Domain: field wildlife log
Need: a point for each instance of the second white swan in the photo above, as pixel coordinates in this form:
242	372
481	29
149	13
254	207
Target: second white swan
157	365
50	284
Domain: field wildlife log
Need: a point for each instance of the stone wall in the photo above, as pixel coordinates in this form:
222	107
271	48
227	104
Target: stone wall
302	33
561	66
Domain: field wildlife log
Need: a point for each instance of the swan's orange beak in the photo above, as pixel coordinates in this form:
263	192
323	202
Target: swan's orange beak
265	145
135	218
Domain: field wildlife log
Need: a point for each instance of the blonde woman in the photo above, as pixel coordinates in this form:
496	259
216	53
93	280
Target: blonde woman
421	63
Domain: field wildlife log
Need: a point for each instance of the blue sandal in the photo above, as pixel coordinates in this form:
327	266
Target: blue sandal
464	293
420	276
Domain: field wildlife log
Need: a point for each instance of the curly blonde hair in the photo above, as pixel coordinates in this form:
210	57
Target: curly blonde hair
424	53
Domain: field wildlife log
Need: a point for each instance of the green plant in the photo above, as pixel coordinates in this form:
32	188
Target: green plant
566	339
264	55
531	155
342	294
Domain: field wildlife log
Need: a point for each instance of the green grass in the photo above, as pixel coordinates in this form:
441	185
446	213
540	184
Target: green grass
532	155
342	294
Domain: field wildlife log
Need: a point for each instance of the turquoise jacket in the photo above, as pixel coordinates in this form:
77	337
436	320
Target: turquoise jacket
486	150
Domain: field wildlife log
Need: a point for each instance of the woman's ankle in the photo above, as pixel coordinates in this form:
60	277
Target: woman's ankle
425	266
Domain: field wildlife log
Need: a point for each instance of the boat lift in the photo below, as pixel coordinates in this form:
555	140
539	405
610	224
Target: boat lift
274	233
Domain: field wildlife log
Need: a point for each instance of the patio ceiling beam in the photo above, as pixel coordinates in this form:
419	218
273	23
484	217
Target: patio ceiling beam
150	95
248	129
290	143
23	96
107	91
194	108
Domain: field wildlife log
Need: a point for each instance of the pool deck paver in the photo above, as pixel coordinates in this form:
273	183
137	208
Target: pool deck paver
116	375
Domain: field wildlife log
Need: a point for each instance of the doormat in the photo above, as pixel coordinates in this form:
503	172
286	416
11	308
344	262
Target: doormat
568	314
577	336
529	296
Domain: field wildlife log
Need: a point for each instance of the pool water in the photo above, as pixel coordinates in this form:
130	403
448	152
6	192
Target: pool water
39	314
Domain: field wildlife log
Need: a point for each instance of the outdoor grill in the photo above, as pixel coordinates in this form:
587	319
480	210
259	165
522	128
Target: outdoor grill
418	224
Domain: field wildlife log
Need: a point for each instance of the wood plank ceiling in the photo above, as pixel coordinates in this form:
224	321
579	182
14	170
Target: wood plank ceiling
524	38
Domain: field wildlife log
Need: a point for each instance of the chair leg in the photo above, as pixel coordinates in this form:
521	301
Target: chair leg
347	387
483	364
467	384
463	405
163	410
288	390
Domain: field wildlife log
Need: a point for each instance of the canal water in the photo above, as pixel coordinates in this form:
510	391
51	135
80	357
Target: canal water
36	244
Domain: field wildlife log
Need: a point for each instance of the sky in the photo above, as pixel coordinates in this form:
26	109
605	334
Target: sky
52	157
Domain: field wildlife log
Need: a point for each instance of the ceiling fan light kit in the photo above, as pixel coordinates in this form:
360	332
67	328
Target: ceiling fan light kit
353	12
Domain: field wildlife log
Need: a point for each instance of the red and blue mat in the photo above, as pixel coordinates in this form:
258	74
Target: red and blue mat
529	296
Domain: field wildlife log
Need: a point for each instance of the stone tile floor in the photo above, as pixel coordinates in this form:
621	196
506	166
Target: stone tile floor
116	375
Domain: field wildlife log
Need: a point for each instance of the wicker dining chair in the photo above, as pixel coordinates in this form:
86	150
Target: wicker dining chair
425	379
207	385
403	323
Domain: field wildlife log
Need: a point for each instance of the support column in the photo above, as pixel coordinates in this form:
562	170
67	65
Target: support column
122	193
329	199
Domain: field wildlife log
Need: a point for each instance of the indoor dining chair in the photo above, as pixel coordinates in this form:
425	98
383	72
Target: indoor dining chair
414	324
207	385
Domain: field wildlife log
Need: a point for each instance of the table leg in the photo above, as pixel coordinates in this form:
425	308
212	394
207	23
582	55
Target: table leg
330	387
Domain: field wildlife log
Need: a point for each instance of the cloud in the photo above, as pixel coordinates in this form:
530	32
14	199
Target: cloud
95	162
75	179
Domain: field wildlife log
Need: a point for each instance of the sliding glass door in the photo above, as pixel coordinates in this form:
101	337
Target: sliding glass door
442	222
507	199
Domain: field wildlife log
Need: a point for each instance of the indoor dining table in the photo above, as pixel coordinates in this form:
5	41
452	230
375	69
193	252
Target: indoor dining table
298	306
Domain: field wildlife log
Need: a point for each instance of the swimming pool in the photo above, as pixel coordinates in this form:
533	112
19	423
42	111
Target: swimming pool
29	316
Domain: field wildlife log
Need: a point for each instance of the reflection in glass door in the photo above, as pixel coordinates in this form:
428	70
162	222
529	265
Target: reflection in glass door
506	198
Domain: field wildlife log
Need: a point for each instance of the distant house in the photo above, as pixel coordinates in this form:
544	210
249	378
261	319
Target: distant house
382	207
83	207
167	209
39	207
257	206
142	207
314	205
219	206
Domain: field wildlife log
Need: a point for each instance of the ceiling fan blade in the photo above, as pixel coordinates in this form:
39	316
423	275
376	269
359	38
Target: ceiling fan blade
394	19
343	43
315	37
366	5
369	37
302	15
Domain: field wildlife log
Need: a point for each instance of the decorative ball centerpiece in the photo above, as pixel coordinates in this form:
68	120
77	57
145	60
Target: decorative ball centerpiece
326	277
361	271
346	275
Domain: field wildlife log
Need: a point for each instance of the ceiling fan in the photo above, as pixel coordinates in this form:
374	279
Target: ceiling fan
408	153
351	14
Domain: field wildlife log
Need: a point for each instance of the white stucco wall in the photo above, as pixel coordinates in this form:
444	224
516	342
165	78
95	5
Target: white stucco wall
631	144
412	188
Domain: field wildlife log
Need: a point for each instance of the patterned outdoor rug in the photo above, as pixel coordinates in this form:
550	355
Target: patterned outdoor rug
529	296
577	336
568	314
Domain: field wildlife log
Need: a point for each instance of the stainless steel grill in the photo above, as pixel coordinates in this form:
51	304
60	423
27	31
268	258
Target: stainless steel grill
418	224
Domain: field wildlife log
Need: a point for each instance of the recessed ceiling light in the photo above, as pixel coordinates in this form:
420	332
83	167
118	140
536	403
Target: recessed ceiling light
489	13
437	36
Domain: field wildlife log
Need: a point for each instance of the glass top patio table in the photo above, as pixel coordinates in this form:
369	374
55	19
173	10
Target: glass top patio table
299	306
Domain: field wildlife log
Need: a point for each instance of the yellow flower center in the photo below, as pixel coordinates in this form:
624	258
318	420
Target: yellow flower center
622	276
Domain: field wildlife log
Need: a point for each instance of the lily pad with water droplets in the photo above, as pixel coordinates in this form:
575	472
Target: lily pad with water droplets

▶ Requirement:
Copy out every line from the items above that contains the word "green".

▶ Answer for this exercise:
Need: a point for each instance of the green plant in the photo above, as pixel coordinates in this form:
Target: green plant
Need: a point for each instance of the green grass in the photo above, as pixel coordinates in this form:
Target: green grass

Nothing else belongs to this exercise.